The task - Repeat each record that follows, keeping it identical.

(Records excerpted from a collection)
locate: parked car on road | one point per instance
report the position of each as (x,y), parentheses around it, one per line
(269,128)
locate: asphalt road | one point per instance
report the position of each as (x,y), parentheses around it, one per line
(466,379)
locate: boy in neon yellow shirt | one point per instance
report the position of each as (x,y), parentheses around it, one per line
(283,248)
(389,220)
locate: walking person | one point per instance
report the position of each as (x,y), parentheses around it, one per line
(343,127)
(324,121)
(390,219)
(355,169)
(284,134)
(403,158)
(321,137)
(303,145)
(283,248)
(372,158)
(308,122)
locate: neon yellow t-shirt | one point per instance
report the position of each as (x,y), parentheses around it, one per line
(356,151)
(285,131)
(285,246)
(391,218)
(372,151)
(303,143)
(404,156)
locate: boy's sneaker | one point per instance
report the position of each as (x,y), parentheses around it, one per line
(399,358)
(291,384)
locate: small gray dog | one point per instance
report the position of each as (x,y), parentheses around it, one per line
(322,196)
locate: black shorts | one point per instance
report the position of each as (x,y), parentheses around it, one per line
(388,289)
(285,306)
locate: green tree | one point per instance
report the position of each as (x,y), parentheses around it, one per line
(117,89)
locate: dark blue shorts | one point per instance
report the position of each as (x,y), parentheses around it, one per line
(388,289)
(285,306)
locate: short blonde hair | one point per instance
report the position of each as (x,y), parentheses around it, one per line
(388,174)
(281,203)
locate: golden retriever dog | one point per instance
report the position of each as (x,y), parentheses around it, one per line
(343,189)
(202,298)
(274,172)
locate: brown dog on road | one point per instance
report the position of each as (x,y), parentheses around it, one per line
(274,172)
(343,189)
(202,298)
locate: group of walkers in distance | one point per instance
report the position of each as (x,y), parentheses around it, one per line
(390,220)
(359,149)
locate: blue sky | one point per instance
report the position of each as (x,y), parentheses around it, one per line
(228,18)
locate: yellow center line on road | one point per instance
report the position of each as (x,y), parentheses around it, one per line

Your response -
locate: parked car on road | one point per instance
report the position of each as (x,y), parentheses around it, one per line
(269,128)
locate: asphalt road | one point per instance
report the position of each as (x,y), parentheses around it, one per line
(466,379)
locate: boy in neon yellow shirt | one point per instance
report the position of each as (x,y), parentheses around it, one per line
(283,248)
(389,220)
locate: walking person | one point per instance
report the position of each as (x,y), parentheses around it, one per line
(343,127)
(324,121)
(390,219)
(355,169)
(284,134)
(403,158)
(321,137)
(303,145)
(283,248)
(372,158)
(308,122)
locate: neon yellow t-shirt | one point per instance
report the position of each as (x,y), parentheses around it, one per line
(356,151)
(285,131)
(285,246)
(391,218)
(372,151)
(303,143)
(404,156)
locate: boy's sneaker | one point per instance
report the position of each as (x,y), parentheses around it, one per line
(399,358)
(291,384)
locate: small gray dog | one point per instance
report the position of each as (x,y), parentheses around it, one per line
(322,196)
locate: black shorts | one point per instance
report the position of each as (x,y), parentheses around it, one per line
(388,289)
(285,306)
locate: green tree | one point per instance
report the position of each as (x,y), parentheses around it, one per line
(117,89)
locate: dark blue shorts | one point per instance
report the position of each as (x,y), parentheses around it, one per line
(388,289)
(285,306)
locate: short blonde hair | one point per instance
report the position of each as (x,y), parentheses around it, one per line
(388,174)
(281,203)
locate: golden retriever dog | one point per instance
report the position of each as (x,y), parentheses around it, one per line
(343,189)
(202,298)
(274,172)
locate: brown dog on road | one point per instance
report the position of each as (x,y), parentheses around it, one per line
(274,172)
(343,189)
(202,298)
locate: group of walkers in distance | one point per instance
report the position of each as (x,y), parentheses around it, one per line
(390,220)
(359,149)
locate: blue sky | one point per instance
report the position of each as (x,y), parentheses around it, one per line
(228,18)
locate: yellow center line on road | one point per instance
report the position of each as (x,y), parentheses around it, one per line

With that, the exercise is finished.